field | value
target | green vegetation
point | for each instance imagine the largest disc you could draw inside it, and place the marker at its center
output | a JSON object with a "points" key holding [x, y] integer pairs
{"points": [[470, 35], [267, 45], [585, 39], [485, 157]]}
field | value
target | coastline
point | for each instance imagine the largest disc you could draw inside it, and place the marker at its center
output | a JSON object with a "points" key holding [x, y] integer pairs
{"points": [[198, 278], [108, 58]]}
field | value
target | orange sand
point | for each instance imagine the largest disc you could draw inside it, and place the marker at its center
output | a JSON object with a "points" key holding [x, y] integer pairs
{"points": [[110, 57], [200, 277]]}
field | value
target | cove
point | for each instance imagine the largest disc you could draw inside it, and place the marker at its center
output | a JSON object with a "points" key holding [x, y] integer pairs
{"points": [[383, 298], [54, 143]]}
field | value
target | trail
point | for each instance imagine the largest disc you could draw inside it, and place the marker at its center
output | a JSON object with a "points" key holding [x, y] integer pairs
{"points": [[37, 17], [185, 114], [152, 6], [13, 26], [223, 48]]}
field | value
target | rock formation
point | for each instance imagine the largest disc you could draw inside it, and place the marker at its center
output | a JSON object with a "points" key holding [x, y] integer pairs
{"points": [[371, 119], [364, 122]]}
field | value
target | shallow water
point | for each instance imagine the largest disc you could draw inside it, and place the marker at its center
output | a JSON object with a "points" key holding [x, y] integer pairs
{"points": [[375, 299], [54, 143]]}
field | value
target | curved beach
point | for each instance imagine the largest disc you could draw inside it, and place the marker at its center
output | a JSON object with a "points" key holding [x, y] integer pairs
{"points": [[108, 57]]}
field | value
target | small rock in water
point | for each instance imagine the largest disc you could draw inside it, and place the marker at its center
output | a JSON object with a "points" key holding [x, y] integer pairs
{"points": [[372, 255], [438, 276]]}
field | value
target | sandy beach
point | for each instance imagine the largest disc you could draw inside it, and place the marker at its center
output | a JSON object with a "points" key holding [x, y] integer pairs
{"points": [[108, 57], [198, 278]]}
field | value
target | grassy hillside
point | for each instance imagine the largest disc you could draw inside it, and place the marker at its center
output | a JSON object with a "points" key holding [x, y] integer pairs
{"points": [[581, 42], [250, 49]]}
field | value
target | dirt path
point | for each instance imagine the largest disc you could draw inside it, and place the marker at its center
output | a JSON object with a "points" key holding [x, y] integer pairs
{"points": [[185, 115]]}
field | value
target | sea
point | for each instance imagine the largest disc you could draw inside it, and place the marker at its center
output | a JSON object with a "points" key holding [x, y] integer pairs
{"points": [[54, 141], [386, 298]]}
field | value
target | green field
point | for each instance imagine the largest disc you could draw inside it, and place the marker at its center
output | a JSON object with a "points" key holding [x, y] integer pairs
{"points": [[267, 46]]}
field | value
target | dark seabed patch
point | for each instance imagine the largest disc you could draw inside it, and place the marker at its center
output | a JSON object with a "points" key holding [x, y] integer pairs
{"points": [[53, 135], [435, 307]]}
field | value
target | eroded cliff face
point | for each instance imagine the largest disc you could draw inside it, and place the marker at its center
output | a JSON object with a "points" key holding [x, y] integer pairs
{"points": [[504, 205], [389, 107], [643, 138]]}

:::

Description of the task – State how many lines in the records contain the string "rock". Reply with the number only.

Complete answer – 2